Task to carry out —
Pick up the report on spine fracture risk in inflammatory bowel disease where it stops and keep writing it.

Selected passage —

[Start of Attachment]

From the Journals

Spine fracture risk may be increased in IBD patients

 

Key clinical point: Patients with inflammatory bowel disease may be at increased risk of fractures in the spine.

Major finding: The odds ratio for spine fractures was 2.21 (95% CI, 1.39-3.50; P less than .0001).

Study details: A systematic review and meta-analysis of 10 studies including 470,541 patients.

Disclosures: One study author reported disclosures related to AbbVie and Celltrion.

Source: Komaki Y et al. J Clin Gastroenterol. 2018 Apr 18. doi: 10.1097/MCG.0000000000001031.


 

FROM THE JOURNAL OF CLINICAL GASTROENTEROLOGY

Although patients with inflammatory bowel disease (IBD) aren’t at greater risk for fractures overall, they may be at greater risk of fractures in the spine, results of a recent meta-analysis suggest.

Moreover, fracture risk appears to be higher among IBD patients using steroids, according to a report published in the Journal of Clinical Gastroenterology by Yuga Komaki, MD, of the Inflammatory Bowel Disease Center, University of Chicago, and coauthors.

“Further studies addressing the differential risk among Crohn’s disease and ulcerative colitis are needed, but strict surveillance and prevention of spine fractures are indicated in IBD,” wrote Dr. Komaki and associates.

[End of Attachment]

Information given —
[Start of Attachment]

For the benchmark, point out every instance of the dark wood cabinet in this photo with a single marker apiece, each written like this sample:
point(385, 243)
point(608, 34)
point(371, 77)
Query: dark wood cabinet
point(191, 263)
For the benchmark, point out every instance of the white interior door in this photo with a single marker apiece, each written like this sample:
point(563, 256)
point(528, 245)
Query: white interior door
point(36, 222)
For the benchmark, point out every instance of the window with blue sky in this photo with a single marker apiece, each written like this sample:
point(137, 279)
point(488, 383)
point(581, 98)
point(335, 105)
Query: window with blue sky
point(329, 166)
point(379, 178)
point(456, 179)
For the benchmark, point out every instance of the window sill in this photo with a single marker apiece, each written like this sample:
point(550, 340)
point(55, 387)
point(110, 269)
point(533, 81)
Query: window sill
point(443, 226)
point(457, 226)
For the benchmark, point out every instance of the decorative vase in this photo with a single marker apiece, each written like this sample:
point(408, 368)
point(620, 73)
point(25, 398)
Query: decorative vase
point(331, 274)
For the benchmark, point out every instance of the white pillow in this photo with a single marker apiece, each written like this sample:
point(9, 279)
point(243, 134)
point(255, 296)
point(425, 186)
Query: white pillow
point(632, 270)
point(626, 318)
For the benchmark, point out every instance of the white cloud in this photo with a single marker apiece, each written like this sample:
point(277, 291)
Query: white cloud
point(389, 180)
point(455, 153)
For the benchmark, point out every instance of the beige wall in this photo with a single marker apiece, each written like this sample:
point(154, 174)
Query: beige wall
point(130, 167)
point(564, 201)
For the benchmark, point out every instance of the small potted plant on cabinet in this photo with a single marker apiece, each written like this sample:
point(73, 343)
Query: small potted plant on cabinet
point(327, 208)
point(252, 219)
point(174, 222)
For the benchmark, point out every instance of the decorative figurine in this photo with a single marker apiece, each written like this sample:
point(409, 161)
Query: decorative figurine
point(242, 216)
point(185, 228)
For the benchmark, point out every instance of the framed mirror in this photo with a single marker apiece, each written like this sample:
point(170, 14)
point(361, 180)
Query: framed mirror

[End of Attachment]

Output —
An image of the spine PALMIHELP/Getty Images

The systematic review and meta-analysis by Dr. Komaki and colleagues was based on 10 studies comprising 470,541 patients with IBD for whom the risk of fracture was reported.

“It is of importance to identify the risk of fractures, as it will increase patient morbidity, disability, and mortality,” the authors wrote. “However, it is often overlooked in the management of IBD.”

Results of the analysis by this group of researchers showed that there was no significant difference in fracture risk overall between IBD patients and controls (odds ratio, 1.08; 95% confidence interval, 0.72-1.62; P = .70).

By contrast, the OR for spine fractures was significantly elevated (OR, 2.21; 95% CI, 1.39-3.50; P less than .0001), while risk of hip, rib, and wrist fractures were not, Dr. Komaki and coauthors said in their report.